- Provided text
%%

We began to do Aikido together. I quickly realized that I had been brought there for some kind of special lesson. I tried my best, but I fear that I didn’t perform very well. However, Bob appeared quite amazing. I could see the energy streaming out of his hands. When we blended, I felt like I became a part of him. When he threw me, he didn’t need to do anything. The energy from his hands and arms and body picked me up and rode me down.
I experienced the whole attack, blend, throw sequence as happening in a kind of frozen time that I could step into and out of. I could be at each place in the sequence at the same moment. I was too amazed even to be scared. I just tried to be as polite as possible under the circumstances. Pretty soon Bob indicated to me that it was time to stop. I thanked him, went out the door, and kind of floated off, finding myself in bed, very awake, without having the sense of waking up.
At Aikido class a few days later, Bob came up to me and asked me, “Well, are you ever going to get a uniform?” I had wanted to buy one of the white uniforms that most everyone practiced in, because I would have liked to practice in the wide pants and jacket tied with the cloth belt. They seemed to bind people less than regular clothes. However, I did not have the money to afford one.
I told Bob, “Sure, it’s just that I can’t afford one now.” He said, “Here,” and threw me a bundle. He said, “Patch it and it will last you for six or eight months but be sure to cut my name off it. I can’t quite explain why, just be sure that you do it.” He indicated some Japanese characters on the bottom of the jacket. I was charmed by his action. I told my friend George Leonard about Bob’s gift and George asked if I had pants. I said no, so he offered me a pair of his pants that were a little too short for him. I had to buy my own belt. I cut off Bob’s name and began wearing my new attire and my Aikido practice took a marked jump up.
A couple of weeks passed and then one night I encountered Bob in the non-physical reality again. This time a few other people were along. We walked outside up to a very tall sheer cliff, the top of which I could scarcely see. Bob began to climb up the cliff’s sheer face quite easily, beckoning me to follow. I doubted my ability to make it up, but I went ahead and started and discovered that I could walk up the cliff’s face with ease. I came to the top and found Bob balancing there.
We walked along the top over to a pinnacle of rock where we found the others. Bob was taking them further on some sort of mission that I didn’t understand, and he indicated that I should go back now. I watched them move along the rock, and then I found myself going through what seemed like some kind of energy transformer. At the conclusion of the process, I was lying in my bed, again awake without having awakened.

%%

- Job 1
In the entries below, retype the stretch from the line containing "QA review pass: verify that every instance of shallow" through the line containing "QA review pass: verify that every instance of orange", including both of those lines.
The Aikido narrative and the entries that come next are independent of each other.

- Given information
%%

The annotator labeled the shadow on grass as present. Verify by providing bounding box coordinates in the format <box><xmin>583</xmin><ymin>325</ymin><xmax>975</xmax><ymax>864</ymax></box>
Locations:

%%
%%

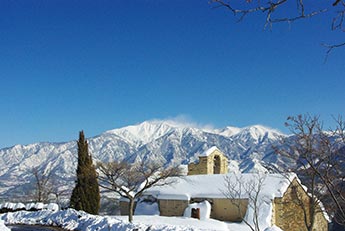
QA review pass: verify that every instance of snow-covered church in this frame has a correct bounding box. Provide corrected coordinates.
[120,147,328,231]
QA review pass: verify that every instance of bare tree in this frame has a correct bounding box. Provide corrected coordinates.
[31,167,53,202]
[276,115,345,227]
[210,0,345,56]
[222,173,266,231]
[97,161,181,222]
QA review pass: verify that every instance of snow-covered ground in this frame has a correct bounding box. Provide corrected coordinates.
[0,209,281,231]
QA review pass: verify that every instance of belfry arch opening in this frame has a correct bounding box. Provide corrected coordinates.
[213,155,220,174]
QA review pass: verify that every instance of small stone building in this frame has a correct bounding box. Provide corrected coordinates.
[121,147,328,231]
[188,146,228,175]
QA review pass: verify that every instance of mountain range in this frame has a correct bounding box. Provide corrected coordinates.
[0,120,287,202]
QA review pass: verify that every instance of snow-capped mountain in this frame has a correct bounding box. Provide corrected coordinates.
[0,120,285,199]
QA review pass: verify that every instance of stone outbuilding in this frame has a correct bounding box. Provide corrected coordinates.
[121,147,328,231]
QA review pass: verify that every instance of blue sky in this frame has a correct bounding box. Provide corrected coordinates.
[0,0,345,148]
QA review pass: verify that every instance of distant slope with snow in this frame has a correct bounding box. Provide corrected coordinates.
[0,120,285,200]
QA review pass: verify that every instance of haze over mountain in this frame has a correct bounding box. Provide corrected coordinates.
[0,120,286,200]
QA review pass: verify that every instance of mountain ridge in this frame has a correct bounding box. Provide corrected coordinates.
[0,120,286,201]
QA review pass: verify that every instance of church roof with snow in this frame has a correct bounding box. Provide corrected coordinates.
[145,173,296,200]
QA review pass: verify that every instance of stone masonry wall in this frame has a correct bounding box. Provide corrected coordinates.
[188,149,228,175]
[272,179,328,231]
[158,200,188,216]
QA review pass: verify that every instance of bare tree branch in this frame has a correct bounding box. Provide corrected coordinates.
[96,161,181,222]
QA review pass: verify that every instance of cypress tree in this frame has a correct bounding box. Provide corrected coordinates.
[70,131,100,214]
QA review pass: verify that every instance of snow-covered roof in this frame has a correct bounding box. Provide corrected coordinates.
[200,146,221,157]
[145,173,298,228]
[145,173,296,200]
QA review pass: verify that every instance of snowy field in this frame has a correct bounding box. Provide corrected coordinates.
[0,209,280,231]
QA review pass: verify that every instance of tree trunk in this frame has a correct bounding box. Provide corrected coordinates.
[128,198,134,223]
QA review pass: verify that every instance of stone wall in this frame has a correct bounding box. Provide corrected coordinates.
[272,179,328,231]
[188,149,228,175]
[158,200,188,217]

%%
%%

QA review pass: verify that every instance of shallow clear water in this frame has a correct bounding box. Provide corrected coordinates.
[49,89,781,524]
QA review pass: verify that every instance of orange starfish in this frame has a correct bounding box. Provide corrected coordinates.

%%

- Job 2
Summarize the Aikido narrative above in three sentences.

- Task solution 1
QA review pass: verify that every instance of shallow clear water in this frame has a correct bounding box. Provide corrected coordinates.
[49,89,781,524]
QA review pass: verify that every instance of orange starfish in this frame has a correct bounding box. Provide corrected coordinates.

- Task solution 2
In a non-physical encounter, the narrator practices Aikido with Bob, feels Bob's energy throw them, experiences the sequence in a kind of frozen time, and then is in bed, awake without having woken up. Days later at class, Bob gives the narrator a uniform and says to cut his name off it, George Leonard supplies a pair of pants, and the narrator's practice takes a marked jump up. Weeks later, the narrator meets Bob again in the non-physical reality, walks easily up a sheer cliff after him, is sent back while Bob leads others on a mission, and passes through what seems like an energy transformer before lying awake in bed again.